INSTRUCTIONS TO FOLLOW:
Reproduce, word for word, the portion of the caribou passage below that lies between "Prior to the" and "an antiparasitic drug.", inclusive.

In Sydney, the MV Caribou discharged the caribou truck, which traveled in blinding snow through New Brunswick and Maine, then spent the next six months being repaired at a dry dock.  

Prior to the caribou’s arrival, the ad hoc committee had decided to house the animals in a 13-acre enclosure at the University of Maine in Orono. The advantages were numerous: The university’s veterinarians could administer care to injured or sick caribou, wildlife professors could assist, students could help feed and care for the caribou, and the public and media had easy access for viewing the herd. But there was one big disadvantage: Orono’s large deer herd was infected with brainworm — a parasite lethal to caribou and moose but not deer. Knowing that, veterinarians treated the caribou with ivermectin, an antiparasitic drug. 

On Dec. 10, 1986, the harrowing 1,200-mile journey ended when 22 woodland caribou (two bulls and 20 pregnant cows) stepped unsteadily from the weather-beaten cattle truck and into the university’s fenced enclosure. Their arrival marked Maine’s second attempt to reestablish caribou.

DATA EXCERPTS:
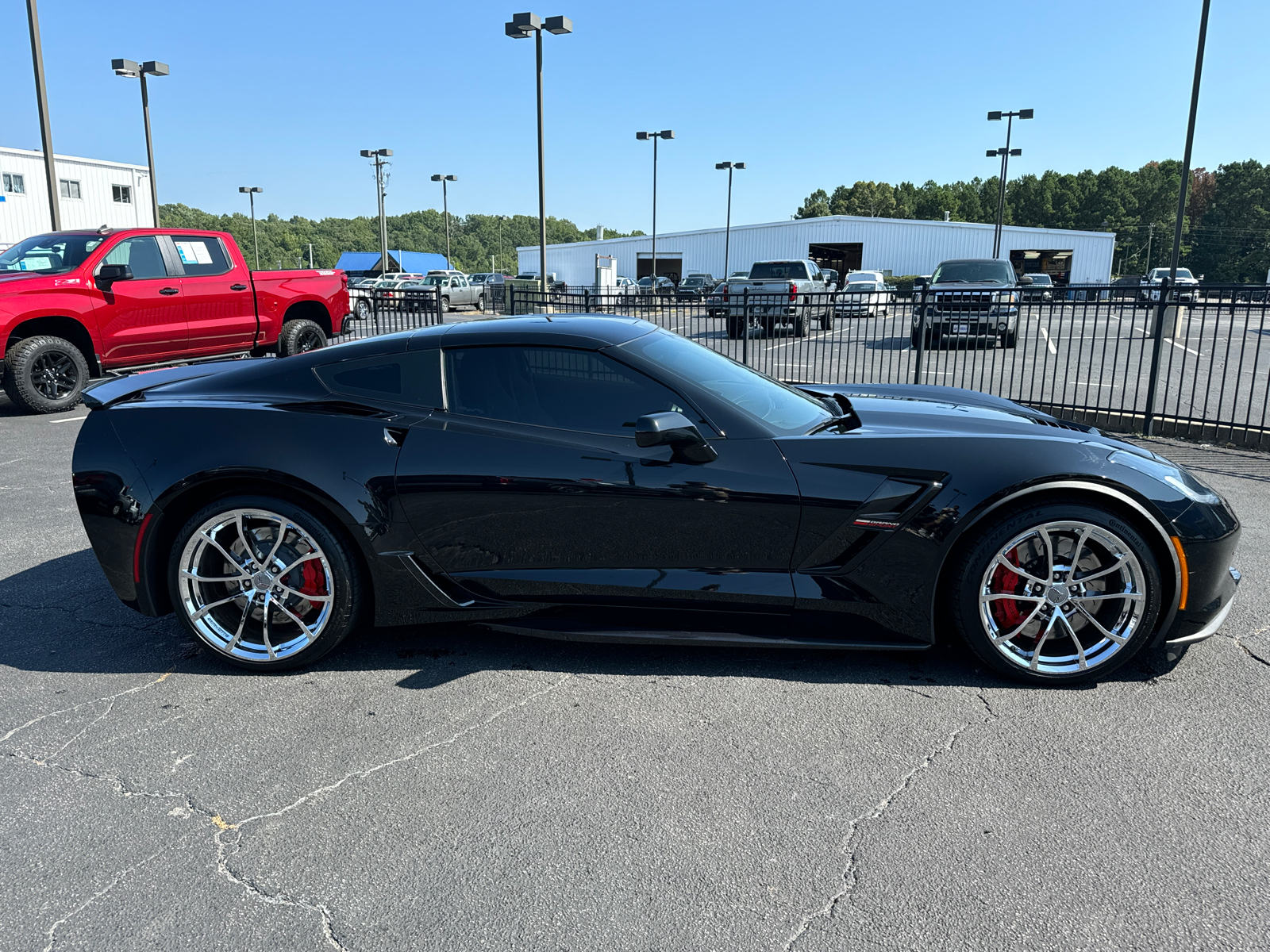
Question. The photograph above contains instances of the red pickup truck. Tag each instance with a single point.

==

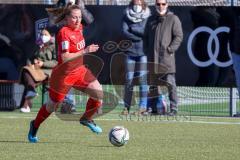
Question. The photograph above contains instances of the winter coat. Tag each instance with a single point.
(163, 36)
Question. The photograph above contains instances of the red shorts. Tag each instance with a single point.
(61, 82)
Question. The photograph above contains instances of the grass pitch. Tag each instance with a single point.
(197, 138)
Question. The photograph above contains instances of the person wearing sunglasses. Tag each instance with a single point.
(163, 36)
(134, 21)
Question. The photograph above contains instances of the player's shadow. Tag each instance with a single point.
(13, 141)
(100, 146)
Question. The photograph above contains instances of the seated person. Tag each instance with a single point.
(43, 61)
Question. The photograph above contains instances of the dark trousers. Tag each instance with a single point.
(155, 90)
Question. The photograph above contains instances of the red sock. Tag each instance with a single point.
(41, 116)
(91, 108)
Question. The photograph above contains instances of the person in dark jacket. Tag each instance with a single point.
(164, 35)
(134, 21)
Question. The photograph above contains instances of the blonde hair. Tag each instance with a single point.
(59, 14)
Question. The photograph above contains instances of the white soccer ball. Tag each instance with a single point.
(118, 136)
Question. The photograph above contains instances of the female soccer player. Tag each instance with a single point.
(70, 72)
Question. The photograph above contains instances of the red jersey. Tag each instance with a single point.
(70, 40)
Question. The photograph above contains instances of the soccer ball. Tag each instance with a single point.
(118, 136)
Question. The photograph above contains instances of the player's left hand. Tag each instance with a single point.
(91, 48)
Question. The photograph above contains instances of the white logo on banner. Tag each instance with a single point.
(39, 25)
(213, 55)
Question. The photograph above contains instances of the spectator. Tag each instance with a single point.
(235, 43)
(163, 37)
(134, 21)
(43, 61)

REPLY:
Prior to the caribou’s arrival, the ad hoc committee had decided to house the animals in a 13-acre enclosure at the University of Maine in Orono. The advantages were numerous: The university’s veterinarians could administer care to injured or sick caribou, wildlife professors could assist, students could help feed and care for the caribou, and the public and media had easy access for viewing the herd. But there was one big disadvantage: Orono’s large deer herd was infected with brainworm — a parasite lethal to caribou and moose but not deer. Knowing that, veterinarians treated the caribou with ivermectin, an antiparasitic drug.